-- DOCUMENT EXTRACT --

Cerebellovascular Disease: Magnetic Resonance Imaging

Abstract

The goal of this thesis was to elucidate the details of cerebellovascular diseases with advanced magnetic resonance (MR) imaging (MRI) and to translate the findings to routine clinical MRI. The first aim was to image cerebellar arterial perfusion territories, which was achieved by applying super-selective arterial spin labelling (ASL) MRI with labelling of both vertebral arteries in addition to the carotid arteries. The second aim was to unravel the imaging patterns of cerebellar infarctions with 7T post-mortem MRI in addition to volume (3D) clinical MRI. This research led to the description of "cerebellar cortical infarct cavities", an incidental imaging finding that proved to be the most frequent manifestation of cerebellar ischemia as well as a marker of atherosclerotic and thromboembolic cerebrovascular disease. Finally, we found that almost all patients with such cavities lack a clinical history of vertebrobasilar transient ischemic attack (TIA) or stroke, disclosing the still very high incidence of clinically occult ischemia in the posterior fossa.

-- RECORDED INFORMATION --

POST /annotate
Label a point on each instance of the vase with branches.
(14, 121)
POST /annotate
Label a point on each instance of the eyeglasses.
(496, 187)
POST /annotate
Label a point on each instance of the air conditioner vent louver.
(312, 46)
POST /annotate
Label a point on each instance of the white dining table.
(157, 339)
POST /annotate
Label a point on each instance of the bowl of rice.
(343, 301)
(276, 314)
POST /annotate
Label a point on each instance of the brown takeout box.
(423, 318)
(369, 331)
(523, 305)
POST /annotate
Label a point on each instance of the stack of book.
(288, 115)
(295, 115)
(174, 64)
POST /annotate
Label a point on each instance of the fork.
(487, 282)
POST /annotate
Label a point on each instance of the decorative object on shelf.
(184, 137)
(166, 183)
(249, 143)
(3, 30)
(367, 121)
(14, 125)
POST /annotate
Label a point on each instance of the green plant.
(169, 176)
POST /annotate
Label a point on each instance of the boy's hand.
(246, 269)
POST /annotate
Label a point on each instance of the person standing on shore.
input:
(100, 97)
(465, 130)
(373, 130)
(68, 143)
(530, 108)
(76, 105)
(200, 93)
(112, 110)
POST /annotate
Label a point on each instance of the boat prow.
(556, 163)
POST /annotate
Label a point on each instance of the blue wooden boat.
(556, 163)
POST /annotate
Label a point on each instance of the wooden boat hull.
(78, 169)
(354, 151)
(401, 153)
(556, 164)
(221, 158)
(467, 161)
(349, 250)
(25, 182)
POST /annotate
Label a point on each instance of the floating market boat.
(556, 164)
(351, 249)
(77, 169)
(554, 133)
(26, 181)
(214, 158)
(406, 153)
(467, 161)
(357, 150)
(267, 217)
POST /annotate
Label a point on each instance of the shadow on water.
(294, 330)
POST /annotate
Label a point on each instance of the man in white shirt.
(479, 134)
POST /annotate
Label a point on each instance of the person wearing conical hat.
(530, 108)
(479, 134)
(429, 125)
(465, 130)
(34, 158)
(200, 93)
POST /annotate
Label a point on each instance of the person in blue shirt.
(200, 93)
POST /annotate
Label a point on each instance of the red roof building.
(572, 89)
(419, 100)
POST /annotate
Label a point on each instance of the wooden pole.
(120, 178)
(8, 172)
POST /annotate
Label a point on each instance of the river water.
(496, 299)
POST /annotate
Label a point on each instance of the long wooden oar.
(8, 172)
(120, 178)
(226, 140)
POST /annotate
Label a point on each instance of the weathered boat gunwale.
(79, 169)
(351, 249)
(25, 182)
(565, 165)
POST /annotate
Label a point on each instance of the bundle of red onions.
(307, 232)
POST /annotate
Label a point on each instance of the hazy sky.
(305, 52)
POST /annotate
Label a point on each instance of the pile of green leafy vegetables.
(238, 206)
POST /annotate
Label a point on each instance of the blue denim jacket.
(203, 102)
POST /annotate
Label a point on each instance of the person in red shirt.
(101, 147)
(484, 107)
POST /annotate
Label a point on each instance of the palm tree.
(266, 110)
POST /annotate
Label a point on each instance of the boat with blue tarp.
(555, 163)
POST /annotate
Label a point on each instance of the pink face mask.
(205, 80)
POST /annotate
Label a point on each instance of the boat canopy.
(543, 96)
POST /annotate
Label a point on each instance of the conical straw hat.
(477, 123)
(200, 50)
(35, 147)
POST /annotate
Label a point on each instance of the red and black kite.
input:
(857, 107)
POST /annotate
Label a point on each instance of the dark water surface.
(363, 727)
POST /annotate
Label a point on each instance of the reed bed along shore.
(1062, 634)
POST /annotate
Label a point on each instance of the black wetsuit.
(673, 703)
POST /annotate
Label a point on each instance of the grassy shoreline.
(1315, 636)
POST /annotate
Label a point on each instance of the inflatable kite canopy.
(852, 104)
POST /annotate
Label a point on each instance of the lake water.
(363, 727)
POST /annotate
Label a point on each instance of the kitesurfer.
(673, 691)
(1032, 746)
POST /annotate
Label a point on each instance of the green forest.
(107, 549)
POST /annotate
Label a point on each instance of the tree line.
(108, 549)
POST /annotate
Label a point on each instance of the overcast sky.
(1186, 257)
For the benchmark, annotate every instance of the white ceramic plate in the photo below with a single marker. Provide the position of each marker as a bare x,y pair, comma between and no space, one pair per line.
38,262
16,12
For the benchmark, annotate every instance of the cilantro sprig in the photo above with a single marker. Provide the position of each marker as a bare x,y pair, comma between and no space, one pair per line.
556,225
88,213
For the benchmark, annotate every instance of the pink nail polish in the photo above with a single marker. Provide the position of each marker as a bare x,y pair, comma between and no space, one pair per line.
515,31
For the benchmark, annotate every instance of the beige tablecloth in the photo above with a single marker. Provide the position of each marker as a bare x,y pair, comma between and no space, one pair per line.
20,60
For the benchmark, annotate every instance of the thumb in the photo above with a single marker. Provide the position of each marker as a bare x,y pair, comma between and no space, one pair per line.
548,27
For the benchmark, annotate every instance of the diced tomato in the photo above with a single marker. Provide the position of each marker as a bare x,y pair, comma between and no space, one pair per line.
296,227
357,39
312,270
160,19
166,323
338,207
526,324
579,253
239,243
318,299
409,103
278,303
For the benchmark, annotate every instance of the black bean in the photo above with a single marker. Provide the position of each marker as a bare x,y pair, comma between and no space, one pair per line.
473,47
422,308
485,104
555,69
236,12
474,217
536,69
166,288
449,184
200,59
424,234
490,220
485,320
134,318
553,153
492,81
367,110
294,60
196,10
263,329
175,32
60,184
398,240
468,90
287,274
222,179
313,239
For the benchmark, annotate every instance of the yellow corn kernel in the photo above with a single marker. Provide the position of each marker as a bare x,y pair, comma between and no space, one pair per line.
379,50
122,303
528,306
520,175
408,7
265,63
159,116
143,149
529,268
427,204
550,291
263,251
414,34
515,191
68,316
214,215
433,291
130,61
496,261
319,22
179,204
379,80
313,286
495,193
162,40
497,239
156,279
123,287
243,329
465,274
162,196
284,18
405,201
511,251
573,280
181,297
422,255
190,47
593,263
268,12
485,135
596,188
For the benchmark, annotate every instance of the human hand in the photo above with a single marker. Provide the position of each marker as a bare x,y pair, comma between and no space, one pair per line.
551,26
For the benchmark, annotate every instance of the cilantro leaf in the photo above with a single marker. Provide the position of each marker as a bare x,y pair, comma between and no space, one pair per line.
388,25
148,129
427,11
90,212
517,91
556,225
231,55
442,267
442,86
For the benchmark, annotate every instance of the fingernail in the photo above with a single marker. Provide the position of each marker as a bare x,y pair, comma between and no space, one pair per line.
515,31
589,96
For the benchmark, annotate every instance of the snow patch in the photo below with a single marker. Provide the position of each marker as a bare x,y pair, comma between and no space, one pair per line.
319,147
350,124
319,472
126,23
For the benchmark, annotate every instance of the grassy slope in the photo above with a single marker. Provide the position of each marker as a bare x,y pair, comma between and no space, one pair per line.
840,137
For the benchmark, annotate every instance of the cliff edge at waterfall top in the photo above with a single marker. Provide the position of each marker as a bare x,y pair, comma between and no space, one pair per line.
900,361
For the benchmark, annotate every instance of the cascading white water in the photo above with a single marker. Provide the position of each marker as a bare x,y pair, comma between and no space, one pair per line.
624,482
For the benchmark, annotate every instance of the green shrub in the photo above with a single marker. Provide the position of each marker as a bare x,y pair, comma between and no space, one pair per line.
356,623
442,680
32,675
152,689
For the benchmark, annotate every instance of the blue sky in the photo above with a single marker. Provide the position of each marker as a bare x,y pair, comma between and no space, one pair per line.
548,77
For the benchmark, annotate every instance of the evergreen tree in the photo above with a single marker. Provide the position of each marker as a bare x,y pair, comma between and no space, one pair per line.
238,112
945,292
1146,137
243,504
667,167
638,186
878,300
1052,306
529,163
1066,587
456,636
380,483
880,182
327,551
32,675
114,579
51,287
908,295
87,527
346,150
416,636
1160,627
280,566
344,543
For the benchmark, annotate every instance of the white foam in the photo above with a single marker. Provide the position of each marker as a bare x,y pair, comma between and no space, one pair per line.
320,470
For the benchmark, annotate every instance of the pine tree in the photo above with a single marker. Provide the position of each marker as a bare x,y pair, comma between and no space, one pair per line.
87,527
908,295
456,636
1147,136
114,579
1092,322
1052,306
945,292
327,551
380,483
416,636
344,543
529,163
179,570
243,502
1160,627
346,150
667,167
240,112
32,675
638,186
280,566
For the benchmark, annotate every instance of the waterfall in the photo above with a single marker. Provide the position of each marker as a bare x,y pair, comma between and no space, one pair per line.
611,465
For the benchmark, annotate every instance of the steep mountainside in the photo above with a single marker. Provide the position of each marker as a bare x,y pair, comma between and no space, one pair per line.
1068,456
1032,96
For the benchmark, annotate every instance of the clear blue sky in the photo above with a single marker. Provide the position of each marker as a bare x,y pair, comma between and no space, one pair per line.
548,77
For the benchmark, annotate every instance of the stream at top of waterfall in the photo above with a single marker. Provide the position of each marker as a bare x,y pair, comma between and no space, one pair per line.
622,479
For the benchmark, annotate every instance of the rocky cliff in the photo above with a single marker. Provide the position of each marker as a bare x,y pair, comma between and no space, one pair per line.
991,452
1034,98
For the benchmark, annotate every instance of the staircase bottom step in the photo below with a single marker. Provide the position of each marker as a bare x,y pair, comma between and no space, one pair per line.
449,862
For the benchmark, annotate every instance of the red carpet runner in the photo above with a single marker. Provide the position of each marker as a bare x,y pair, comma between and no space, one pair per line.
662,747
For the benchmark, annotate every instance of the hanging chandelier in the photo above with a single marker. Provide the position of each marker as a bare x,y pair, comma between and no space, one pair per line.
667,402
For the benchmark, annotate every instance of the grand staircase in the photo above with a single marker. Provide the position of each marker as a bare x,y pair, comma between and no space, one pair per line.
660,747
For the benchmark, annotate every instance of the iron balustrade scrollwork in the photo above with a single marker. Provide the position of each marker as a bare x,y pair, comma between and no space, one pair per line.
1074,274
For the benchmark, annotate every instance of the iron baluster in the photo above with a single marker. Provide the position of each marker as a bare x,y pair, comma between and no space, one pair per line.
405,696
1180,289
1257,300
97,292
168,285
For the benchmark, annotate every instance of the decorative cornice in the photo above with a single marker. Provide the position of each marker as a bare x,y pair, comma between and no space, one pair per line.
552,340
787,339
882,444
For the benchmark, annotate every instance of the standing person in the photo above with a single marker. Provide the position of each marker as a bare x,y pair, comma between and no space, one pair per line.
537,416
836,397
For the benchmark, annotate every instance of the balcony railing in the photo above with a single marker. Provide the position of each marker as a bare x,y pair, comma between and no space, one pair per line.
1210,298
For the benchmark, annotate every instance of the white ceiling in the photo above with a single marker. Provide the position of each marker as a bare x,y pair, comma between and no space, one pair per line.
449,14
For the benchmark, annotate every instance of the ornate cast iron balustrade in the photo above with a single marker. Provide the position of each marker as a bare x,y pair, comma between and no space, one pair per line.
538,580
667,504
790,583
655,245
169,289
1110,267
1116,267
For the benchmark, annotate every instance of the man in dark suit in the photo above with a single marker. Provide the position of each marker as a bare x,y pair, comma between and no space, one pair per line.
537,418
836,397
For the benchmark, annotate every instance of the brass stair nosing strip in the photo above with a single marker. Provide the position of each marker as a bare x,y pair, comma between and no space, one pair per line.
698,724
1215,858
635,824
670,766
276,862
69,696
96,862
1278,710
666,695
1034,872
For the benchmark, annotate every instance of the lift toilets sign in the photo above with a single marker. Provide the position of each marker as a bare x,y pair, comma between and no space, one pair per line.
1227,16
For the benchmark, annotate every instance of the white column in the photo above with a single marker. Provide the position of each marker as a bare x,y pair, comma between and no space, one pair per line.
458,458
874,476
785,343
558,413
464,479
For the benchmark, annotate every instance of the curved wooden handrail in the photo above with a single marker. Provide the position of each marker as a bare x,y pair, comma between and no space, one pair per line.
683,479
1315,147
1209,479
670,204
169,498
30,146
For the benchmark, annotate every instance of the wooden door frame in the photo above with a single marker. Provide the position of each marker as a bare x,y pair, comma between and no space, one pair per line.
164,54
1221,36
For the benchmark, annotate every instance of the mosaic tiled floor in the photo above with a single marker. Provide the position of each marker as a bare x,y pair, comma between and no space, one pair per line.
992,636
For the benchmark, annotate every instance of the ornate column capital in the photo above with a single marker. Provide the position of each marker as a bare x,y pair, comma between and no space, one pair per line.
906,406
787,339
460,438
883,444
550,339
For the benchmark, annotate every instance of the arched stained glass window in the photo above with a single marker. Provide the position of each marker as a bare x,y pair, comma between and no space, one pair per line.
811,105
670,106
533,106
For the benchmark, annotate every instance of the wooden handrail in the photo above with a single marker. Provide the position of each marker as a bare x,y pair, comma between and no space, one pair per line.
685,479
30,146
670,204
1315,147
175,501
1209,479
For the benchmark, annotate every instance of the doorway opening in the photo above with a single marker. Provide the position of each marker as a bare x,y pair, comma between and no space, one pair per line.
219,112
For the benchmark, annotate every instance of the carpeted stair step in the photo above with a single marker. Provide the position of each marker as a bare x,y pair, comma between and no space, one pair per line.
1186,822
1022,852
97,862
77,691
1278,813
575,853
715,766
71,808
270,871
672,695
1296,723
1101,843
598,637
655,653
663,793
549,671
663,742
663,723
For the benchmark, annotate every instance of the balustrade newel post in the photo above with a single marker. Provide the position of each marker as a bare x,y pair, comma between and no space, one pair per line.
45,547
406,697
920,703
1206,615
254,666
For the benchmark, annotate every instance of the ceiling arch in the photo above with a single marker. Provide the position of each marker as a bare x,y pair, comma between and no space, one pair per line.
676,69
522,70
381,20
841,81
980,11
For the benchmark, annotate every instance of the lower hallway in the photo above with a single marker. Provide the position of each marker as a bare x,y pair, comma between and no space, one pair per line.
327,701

-- YOUR INSTRUCTIONS --
Extend the thesis abstract on magnetic resonance imaging of cerebellovascular disease, beginning immediately after its final sentence.

-- TASK ANSWER --
Keywords: 7-Tesla MRI; Arterial Spin Labeling; MRI; PICA; cerebellum; infarct.

Figure 1

Time-of-flight MRA (A) shows a slightly dominant left vertebral artery. The anatomical T1-weighted images (B) show through the cerebellum from inferior (bottom row) to superior (top row). Territorial perfusion images (C) show the territory supplied by the right (cyan) and left (magenta) vertebral arteries and by the right (red) and left (green) internal carotid arteries. With the mixing of blood in the basilar artery, cyan and magenta turn into blue. Individual perfusion images of the right (D) and left (E) vertebral arteries. The posterior inferior cerebellar artery (PICA) territories are outlined in perfusion images (C–E) and copied to the anatomical images (B). The PICA territories can be easily discriminated; they are symmetrical and supply the posterior cerebellar surfaces (B). Reproduced from Neuroimage [2].

Figure 2

This is a statistical map of the extent of the perfusion territories of the right posterior inferior cerebellar arteries (PICA) as visualized in 10 healthy subjects with super-selective ASL superimposed on a standard MNI space template. The depicted images are orientated axially from inferior (top row) to superior (bottom row) [2].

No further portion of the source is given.